▶ [Assignment]: Return the line containing "the concrete walkway" and all lines after it exactly; stop at the end of the material.

▶ [Record extracts]:
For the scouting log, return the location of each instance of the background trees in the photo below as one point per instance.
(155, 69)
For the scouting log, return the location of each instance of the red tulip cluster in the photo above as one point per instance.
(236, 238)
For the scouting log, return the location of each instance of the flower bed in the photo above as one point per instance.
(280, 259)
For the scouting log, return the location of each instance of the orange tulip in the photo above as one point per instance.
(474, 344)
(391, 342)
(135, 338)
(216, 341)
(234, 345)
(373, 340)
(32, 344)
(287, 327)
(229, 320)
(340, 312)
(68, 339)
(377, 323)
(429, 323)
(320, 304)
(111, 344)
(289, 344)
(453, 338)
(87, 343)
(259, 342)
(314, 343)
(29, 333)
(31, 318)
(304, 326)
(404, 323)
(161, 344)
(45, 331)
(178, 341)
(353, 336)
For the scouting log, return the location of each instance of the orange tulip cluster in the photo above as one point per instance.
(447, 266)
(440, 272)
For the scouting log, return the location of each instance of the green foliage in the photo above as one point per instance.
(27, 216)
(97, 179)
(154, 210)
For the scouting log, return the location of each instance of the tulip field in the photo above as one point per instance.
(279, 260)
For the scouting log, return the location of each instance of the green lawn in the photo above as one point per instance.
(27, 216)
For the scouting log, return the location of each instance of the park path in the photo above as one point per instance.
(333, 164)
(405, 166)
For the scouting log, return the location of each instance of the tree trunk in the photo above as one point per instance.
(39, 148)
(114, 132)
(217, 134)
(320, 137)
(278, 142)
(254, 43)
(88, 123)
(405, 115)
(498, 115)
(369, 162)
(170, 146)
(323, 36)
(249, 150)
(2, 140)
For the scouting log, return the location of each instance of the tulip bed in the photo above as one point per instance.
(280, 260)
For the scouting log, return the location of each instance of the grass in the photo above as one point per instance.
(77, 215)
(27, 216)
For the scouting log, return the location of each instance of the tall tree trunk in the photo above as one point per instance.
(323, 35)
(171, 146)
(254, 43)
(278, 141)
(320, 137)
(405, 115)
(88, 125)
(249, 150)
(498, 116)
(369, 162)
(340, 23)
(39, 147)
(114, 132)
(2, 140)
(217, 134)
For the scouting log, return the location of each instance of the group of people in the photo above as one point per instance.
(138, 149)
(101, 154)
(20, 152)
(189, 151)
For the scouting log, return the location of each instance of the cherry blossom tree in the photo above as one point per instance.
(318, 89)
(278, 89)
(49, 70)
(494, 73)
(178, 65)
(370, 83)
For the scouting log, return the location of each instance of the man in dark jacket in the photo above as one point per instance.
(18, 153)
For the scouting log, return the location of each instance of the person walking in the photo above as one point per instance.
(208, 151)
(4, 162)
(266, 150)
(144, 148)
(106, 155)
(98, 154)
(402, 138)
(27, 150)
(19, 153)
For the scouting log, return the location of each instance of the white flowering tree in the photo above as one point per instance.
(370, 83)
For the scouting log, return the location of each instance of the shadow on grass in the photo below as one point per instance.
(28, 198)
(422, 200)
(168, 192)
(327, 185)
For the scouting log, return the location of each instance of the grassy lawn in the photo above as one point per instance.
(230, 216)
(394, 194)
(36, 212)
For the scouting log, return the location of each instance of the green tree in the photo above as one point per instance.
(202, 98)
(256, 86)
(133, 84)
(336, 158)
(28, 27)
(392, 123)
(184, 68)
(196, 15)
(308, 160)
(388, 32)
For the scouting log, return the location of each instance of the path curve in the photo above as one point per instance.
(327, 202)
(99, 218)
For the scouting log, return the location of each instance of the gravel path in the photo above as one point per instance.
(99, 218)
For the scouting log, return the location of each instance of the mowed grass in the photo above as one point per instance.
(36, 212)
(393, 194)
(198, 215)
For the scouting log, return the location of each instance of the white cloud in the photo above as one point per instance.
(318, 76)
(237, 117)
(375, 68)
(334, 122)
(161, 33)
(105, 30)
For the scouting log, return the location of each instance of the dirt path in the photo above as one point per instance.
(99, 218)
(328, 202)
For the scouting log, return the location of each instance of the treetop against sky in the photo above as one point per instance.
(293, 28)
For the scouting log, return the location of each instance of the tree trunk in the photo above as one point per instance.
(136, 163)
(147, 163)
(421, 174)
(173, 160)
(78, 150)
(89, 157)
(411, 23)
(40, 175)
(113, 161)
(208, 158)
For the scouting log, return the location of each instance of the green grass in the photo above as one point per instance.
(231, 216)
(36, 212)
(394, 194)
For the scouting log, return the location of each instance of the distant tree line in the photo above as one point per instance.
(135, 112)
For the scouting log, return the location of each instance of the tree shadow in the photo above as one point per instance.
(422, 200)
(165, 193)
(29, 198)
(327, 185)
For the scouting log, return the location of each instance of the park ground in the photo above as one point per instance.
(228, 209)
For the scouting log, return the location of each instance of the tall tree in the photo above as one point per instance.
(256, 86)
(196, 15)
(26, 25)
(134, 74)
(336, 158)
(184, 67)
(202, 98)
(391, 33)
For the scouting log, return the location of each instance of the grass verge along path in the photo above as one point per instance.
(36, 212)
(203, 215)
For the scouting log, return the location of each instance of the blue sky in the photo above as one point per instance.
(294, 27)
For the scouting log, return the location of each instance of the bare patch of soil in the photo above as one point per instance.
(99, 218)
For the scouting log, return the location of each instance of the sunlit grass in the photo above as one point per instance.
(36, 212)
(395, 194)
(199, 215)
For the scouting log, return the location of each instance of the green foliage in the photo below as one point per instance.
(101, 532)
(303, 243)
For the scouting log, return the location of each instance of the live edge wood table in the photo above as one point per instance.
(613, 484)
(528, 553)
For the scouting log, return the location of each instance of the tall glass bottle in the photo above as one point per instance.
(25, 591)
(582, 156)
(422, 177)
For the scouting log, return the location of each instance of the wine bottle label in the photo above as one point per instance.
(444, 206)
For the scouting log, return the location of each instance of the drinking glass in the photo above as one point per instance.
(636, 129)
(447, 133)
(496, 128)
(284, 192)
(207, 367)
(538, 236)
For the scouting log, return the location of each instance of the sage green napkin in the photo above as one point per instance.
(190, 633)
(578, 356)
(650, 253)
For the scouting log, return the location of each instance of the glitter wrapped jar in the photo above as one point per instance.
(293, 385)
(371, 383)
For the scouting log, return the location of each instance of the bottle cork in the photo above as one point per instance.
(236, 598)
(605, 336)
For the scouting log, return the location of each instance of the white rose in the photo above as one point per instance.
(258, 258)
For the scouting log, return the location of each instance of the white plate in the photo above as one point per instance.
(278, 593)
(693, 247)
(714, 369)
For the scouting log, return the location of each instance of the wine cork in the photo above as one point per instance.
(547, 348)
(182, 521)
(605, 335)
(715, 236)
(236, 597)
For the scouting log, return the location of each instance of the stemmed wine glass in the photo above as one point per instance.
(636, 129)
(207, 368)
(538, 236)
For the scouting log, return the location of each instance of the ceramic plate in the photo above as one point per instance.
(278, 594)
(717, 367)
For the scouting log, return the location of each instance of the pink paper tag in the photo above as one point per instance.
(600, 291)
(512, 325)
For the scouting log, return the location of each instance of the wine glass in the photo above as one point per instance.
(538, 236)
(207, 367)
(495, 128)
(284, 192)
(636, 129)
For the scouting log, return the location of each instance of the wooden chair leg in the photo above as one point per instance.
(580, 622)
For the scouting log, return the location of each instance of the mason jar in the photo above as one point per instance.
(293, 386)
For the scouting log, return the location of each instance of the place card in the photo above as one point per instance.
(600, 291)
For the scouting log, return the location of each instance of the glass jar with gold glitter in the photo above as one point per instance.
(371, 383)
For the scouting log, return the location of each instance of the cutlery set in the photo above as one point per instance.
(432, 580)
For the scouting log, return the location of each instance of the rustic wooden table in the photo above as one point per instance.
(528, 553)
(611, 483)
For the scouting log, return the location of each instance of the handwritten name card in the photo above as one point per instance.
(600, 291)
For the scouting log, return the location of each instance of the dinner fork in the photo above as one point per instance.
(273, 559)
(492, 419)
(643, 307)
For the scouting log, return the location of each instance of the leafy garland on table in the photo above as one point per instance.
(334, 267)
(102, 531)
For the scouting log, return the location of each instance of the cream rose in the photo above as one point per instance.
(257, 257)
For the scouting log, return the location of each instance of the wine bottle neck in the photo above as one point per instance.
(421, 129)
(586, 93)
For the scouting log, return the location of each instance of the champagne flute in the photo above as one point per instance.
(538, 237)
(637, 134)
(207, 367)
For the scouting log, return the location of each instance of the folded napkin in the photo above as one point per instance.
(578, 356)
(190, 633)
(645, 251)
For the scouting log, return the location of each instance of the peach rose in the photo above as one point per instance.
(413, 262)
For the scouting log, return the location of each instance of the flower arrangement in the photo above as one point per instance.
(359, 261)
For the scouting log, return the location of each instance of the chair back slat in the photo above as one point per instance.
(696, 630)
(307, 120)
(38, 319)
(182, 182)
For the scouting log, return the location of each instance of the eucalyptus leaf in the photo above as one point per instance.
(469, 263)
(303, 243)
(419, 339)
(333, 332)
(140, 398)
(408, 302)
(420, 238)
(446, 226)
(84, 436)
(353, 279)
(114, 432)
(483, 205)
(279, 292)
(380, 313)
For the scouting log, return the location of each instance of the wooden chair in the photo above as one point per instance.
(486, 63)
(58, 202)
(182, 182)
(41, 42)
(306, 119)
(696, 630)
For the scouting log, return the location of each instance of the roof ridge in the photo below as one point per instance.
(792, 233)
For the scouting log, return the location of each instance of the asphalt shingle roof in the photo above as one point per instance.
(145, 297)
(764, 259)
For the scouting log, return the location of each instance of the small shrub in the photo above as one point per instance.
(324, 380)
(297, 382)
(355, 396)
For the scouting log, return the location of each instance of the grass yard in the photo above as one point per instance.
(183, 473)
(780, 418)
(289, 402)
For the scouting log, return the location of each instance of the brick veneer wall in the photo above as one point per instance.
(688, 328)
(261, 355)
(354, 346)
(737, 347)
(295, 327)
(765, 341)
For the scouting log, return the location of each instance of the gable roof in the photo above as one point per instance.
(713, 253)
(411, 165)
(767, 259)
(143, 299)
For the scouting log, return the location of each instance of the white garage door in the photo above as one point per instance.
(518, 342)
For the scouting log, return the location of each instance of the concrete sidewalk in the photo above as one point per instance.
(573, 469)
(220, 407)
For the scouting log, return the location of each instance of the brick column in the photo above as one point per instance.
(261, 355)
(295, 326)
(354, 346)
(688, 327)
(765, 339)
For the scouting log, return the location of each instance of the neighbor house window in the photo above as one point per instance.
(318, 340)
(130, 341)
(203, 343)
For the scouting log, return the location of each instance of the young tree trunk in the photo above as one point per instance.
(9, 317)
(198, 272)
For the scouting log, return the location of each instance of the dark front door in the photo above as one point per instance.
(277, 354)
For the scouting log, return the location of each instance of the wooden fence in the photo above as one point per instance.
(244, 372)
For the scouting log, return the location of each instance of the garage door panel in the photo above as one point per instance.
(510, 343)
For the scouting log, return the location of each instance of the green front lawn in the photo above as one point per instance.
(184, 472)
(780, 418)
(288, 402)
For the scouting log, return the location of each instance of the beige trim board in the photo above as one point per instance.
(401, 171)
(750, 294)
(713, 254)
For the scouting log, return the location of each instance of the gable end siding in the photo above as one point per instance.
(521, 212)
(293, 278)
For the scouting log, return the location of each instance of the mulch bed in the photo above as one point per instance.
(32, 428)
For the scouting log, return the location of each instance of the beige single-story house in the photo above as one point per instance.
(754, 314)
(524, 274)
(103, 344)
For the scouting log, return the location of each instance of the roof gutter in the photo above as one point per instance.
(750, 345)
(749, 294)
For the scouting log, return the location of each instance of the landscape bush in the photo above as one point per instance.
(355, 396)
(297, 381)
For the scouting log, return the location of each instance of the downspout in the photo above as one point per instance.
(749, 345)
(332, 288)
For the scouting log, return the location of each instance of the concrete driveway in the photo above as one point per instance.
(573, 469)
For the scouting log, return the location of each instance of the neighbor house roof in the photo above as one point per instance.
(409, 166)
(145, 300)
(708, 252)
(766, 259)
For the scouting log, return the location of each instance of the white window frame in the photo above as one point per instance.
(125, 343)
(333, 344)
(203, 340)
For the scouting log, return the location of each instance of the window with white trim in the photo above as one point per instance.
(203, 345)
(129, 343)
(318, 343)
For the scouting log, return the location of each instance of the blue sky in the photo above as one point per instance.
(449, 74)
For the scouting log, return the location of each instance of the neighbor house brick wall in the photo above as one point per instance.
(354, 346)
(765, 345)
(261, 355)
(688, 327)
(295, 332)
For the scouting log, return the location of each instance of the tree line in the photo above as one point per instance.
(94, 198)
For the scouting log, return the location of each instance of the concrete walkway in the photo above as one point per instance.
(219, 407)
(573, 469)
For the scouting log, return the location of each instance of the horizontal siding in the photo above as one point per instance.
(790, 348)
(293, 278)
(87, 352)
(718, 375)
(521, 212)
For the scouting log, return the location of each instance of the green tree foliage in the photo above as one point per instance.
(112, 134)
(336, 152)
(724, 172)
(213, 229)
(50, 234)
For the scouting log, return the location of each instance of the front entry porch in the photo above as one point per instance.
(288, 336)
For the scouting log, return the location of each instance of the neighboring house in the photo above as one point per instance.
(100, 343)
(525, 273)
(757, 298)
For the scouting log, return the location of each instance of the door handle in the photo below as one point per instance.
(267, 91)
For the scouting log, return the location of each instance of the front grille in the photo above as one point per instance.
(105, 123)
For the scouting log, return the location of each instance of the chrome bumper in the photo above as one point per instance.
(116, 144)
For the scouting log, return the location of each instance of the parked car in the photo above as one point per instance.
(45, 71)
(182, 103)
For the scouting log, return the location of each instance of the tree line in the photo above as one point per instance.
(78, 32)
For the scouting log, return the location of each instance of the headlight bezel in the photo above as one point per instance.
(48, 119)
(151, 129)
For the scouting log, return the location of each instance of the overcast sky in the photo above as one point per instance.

▶ [Finished task]:
For the scouting log, return the location of each instance of the concrete walkway in the photo above as one point per instance.
(219, 407)
(573, 469)
For the scouting log, return the location of each instance of the horizontal siding in the photo above as one point per instance.
(790, 348)
(293, 278)
(87, 352)
(718, 375)
(521, 212)
For the scouting log, return the location of each instance of the green tree foliage in the photo above as one point per instance.
(112, 134)
(336, 152)
(724, 172)
(213, 229)
(50, 234)
For the scouting log, return the location of each instance of the front entry porch in the photo above as one point per instance.
(288, 336)
For the scouting log, return the location of each instance of the neighboring house in the photo above as one point per instance.
(100, 343)
(525, 273)
(757, 298)
For the scouting log, return the location of each instance of the door handle in the photo below as one point per instance.
(267, 91)
For the scouting log, return the location of each instance of the front grille in the photo above as one point per instance.
(105, 123)
For the scouting log, return the location of each instance of the chrome bumper in the photo above as one point per instance.
(116, 144)
For the scouting log, return the location of each instance of the parked car in the photo above as one point per instance.
(45, 71)
(182, 103)
For the scouting log, return the location of each instance of the tree line in the photo above as one point per instance.
(78, 32)
For the scouting log, return the location of each instance of the headlight bezel in the photo above as one point per instance.
(48, 119)
(151, 129)
For the scouting log, return the location of each instance of the overcast sky in the photo above as one point per instance.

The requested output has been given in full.